> [Quoted passage]:
........
(8). An enquiry was conducted. The employee also allowed inspection of the documents and the records and was also furnished with the copies of statements of the witnesses. However, the appellant employee did not file any reply to the charge sheet and statement of allegations. It is seen from the record that the petitioner was also supplied with the copes of documents. On 24.5.1984, arguments were heard. The petitioner employee submitted reply to the charge sheet and statement of allegations. The Enquiry Officer, after hearing arguments and considering written submissions of the petitioner employee, submitted the enquiry report to the State Government, who, after seeking advise of the Rajasthan Public Service Commission, passed order of punishment of dismissal from service against the appellant employee. The appellant employee was supplied with the copies of the enquiry report and the advise of the RPSC, vide order dated 17.9.1985. It is seen from the proceedings that the Department examined 10 witnesses in support of its case, whereas, the petitioner examined 3
witnesses besides himself. The Enquiry Officer held that the charges levelled against the employee were proved. Accordingly he was punished.
........
Stored data entries
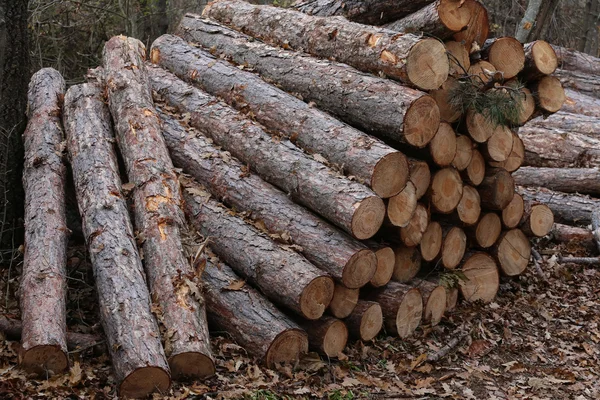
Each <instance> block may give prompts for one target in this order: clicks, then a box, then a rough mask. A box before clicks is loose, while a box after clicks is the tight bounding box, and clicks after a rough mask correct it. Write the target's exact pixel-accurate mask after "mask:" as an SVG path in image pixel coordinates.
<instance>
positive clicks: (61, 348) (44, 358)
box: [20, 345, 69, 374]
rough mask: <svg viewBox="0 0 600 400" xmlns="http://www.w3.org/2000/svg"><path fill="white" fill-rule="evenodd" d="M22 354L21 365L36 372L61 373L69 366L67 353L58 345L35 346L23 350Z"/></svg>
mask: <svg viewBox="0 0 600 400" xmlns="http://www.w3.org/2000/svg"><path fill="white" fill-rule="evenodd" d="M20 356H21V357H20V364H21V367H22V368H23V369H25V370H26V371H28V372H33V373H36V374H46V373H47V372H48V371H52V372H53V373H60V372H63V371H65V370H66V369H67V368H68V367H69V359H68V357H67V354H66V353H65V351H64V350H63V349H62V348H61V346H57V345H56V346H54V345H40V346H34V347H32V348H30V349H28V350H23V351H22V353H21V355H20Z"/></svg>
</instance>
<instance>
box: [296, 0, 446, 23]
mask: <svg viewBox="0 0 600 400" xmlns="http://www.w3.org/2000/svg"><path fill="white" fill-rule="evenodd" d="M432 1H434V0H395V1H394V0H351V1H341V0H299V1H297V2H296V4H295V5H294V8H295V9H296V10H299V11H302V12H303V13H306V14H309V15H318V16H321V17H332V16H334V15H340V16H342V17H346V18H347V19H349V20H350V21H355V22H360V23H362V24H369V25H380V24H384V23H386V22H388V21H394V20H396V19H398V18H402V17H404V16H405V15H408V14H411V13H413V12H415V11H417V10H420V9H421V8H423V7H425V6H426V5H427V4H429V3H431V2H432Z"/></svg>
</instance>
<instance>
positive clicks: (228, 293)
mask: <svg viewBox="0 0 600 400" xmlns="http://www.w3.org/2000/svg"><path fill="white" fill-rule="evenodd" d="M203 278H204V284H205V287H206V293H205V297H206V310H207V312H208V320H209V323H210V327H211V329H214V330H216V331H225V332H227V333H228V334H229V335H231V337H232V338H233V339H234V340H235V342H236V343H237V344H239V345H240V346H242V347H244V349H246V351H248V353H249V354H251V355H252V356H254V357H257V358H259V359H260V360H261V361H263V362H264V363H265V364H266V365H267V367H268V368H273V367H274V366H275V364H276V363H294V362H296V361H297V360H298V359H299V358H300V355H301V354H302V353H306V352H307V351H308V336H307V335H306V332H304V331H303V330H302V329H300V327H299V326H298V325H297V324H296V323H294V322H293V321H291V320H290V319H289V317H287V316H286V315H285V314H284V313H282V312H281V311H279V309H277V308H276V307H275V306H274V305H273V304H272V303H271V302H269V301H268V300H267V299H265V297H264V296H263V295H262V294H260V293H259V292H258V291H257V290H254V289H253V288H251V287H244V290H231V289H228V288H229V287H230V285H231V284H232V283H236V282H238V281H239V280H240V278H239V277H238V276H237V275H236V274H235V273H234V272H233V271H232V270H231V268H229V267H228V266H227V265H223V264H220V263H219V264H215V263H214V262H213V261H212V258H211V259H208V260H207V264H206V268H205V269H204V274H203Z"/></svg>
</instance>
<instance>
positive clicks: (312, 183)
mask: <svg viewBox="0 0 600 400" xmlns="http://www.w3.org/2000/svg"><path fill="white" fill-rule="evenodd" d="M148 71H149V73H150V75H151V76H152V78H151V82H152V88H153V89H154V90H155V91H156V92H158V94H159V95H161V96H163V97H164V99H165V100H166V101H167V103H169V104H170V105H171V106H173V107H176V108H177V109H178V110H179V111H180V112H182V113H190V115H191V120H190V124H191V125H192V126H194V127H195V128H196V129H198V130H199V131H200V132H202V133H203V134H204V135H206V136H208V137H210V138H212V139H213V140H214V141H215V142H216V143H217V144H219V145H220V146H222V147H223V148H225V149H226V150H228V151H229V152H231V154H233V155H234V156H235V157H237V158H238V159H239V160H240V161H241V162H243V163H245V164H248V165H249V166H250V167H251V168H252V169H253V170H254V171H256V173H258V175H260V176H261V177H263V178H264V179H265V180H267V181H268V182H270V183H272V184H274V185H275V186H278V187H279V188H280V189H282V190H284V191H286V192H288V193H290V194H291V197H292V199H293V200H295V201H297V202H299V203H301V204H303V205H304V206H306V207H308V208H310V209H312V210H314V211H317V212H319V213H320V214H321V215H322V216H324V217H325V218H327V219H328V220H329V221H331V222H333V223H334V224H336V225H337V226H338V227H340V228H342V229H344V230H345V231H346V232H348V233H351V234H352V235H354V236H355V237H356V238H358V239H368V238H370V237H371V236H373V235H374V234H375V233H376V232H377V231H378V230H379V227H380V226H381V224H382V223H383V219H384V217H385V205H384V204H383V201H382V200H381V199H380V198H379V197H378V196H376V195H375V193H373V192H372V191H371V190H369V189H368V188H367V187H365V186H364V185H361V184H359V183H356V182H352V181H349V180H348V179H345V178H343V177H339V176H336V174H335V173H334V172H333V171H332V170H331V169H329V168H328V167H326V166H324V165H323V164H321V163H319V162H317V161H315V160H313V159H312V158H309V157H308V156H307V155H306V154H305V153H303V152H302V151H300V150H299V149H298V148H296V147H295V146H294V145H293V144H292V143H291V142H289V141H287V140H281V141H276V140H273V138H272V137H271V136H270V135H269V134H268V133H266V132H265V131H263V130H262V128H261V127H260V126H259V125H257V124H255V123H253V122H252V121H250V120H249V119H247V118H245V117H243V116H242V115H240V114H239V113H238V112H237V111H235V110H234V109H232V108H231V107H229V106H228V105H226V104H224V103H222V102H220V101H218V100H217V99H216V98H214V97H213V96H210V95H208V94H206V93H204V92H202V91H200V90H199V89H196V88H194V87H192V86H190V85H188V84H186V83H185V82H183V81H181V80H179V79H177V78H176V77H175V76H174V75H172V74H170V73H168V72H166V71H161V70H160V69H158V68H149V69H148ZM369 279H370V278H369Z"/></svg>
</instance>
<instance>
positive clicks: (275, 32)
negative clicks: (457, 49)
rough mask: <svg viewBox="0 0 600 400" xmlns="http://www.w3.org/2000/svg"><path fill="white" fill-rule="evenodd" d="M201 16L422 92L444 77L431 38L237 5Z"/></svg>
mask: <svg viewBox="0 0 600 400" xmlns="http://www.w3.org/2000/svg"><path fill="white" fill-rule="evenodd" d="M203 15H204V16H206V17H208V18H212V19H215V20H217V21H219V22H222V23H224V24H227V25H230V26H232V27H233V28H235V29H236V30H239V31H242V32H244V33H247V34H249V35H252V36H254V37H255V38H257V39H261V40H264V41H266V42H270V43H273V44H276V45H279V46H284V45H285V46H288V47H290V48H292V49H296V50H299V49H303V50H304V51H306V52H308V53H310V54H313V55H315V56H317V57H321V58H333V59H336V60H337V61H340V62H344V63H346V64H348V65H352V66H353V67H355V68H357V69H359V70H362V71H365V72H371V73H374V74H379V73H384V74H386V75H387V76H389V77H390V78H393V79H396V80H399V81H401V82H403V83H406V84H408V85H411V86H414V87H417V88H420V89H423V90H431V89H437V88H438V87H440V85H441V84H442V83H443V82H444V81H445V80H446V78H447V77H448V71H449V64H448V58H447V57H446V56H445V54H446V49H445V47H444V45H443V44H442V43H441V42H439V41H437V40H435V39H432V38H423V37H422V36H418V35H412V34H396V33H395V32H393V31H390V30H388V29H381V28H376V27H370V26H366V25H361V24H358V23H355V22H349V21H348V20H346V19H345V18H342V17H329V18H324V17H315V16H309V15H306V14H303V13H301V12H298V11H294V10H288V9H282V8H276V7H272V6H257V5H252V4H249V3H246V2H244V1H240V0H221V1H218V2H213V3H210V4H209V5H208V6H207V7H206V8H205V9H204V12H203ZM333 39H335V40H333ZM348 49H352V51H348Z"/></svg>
........
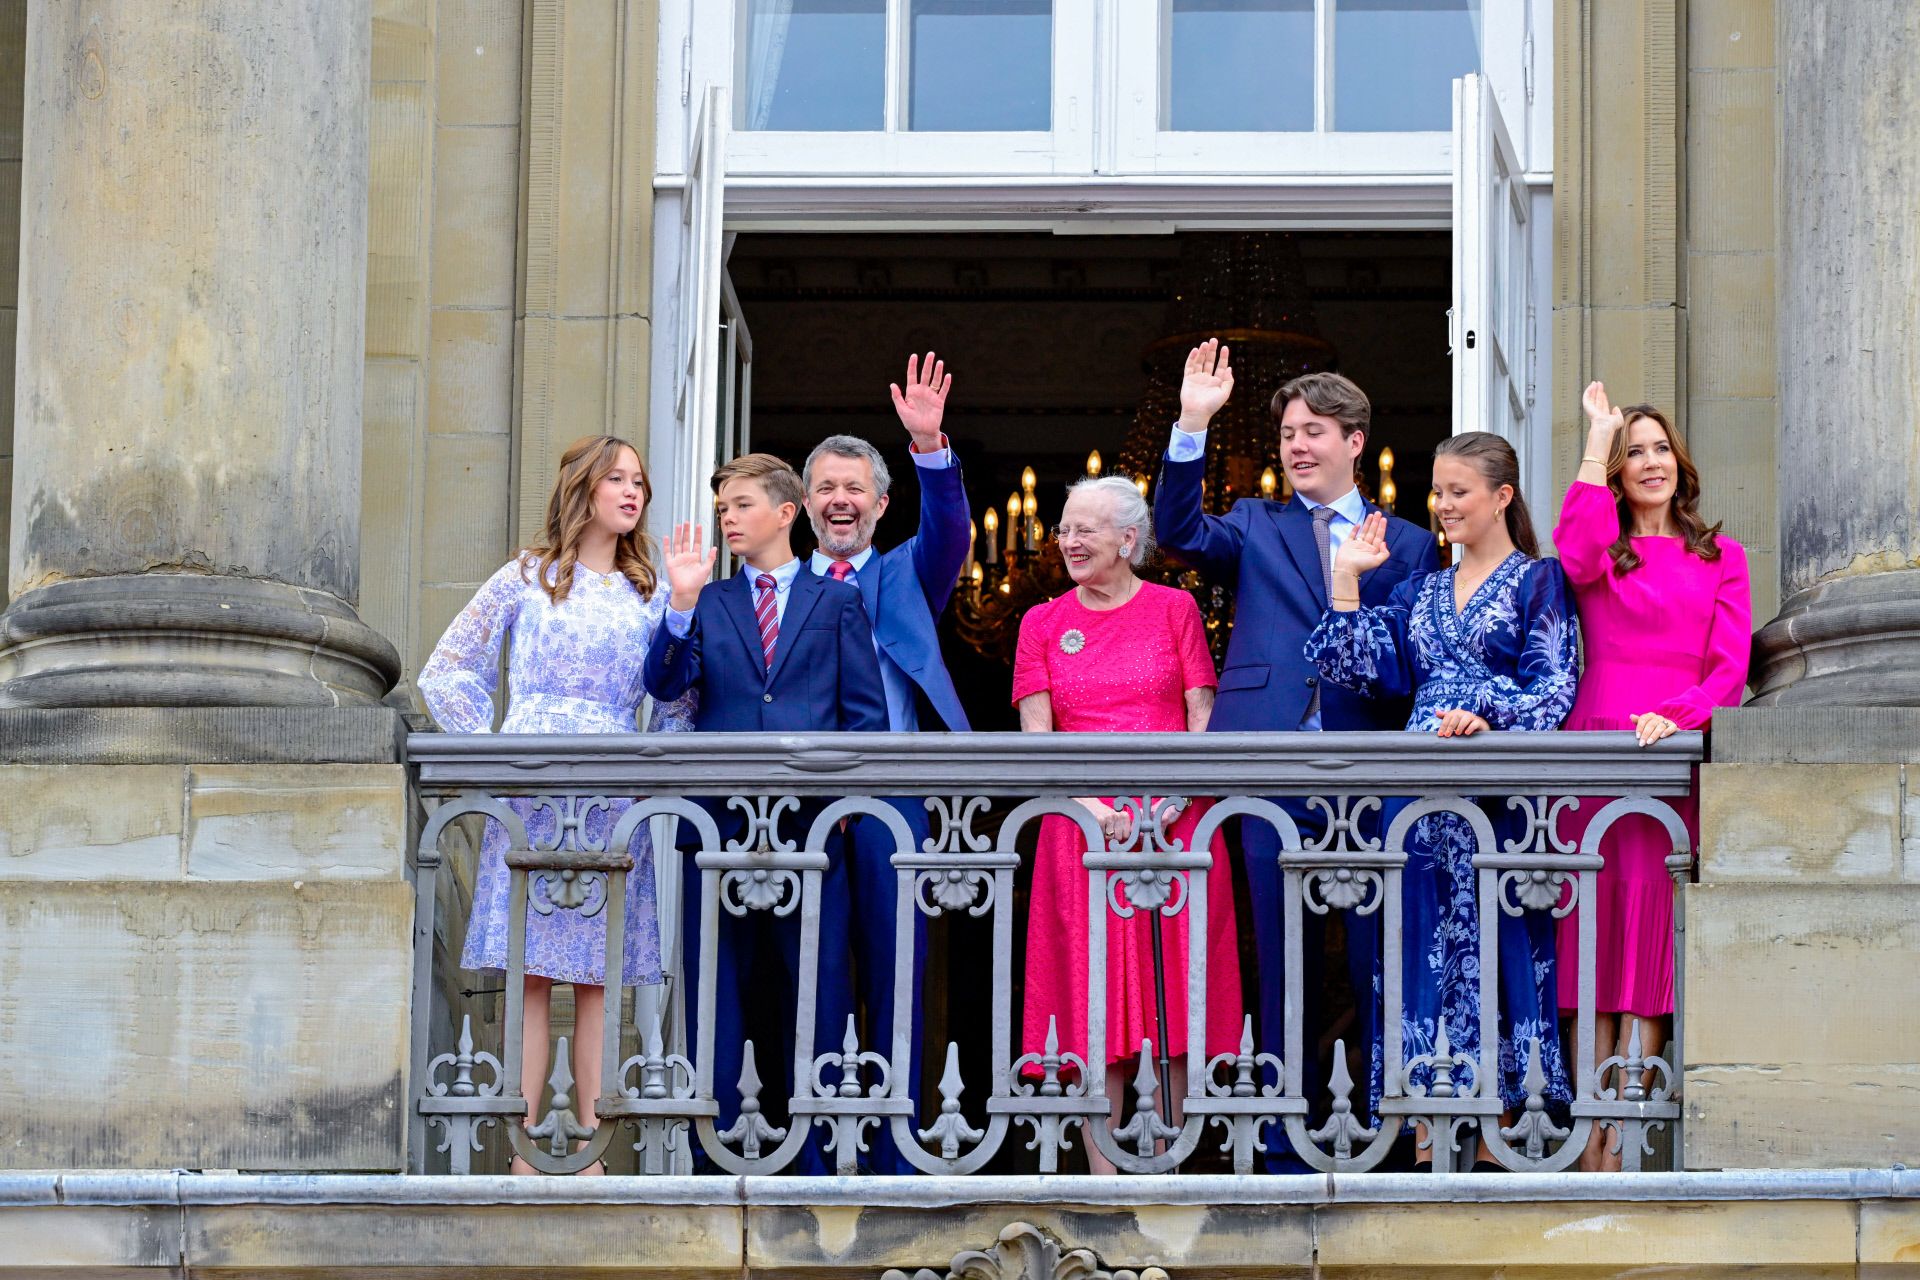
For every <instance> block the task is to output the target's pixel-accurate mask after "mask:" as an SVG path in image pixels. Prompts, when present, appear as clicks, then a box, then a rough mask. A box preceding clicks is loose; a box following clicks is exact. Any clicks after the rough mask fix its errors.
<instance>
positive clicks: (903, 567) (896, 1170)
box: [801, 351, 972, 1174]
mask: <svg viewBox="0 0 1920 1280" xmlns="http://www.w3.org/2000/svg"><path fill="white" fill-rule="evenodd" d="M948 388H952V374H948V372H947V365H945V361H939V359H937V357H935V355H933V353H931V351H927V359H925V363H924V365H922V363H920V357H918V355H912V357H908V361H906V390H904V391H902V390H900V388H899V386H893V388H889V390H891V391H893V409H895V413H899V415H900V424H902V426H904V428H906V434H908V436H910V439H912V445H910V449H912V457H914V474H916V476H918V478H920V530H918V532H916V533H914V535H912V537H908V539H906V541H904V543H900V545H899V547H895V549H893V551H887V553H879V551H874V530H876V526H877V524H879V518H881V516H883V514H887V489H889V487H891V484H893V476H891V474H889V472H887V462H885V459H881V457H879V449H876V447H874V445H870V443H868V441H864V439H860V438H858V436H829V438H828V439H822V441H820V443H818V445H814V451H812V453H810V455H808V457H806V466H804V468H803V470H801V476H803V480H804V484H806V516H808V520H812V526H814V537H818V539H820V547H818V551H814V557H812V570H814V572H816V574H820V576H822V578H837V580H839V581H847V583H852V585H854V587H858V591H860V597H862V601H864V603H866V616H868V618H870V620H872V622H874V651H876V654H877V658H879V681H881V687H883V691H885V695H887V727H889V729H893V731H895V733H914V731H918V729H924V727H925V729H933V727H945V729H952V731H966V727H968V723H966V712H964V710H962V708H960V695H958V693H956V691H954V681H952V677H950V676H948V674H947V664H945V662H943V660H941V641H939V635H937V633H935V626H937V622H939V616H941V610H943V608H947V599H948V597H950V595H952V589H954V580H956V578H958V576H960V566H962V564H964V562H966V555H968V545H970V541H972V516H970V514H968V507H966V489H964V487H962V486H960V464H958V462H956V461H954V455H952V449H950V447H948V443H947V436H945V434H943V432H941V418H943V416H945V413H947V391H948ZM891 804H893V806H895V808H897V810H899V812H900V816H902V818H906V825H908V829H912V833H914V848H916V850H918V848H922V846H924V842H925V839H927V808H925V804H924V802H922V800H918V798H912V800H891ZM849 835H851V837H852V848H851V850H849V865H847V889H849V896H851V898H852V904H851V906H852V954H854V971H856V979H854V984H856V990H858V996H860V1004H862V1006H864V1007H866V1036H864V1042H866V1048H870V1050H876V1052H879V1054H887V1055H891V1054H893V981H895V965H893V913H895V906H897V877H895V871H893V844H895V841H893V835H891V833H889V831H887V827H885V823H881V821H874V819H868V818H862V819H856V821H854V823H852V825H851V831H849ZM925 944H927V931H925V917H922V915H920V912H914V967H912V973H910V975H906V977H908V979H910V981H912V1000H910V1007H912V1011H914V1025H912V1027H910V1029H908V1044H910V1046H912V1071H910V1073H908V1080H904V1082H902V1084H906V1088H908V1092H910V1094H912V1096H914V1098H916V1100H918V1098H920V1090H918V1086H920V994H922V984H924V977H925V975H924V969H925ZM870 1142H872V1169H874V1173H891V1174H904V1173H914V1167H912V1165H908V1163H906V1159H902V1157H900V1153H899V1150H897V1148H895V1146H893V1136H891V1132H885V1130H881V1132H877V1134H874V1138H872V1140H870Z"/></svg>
........
> [Task brief]:
According to the passage on the disciplinary enquiry, how many witnesses did the Department examine in support of its case?

> [Result]:
The Department examined 10 witnesses.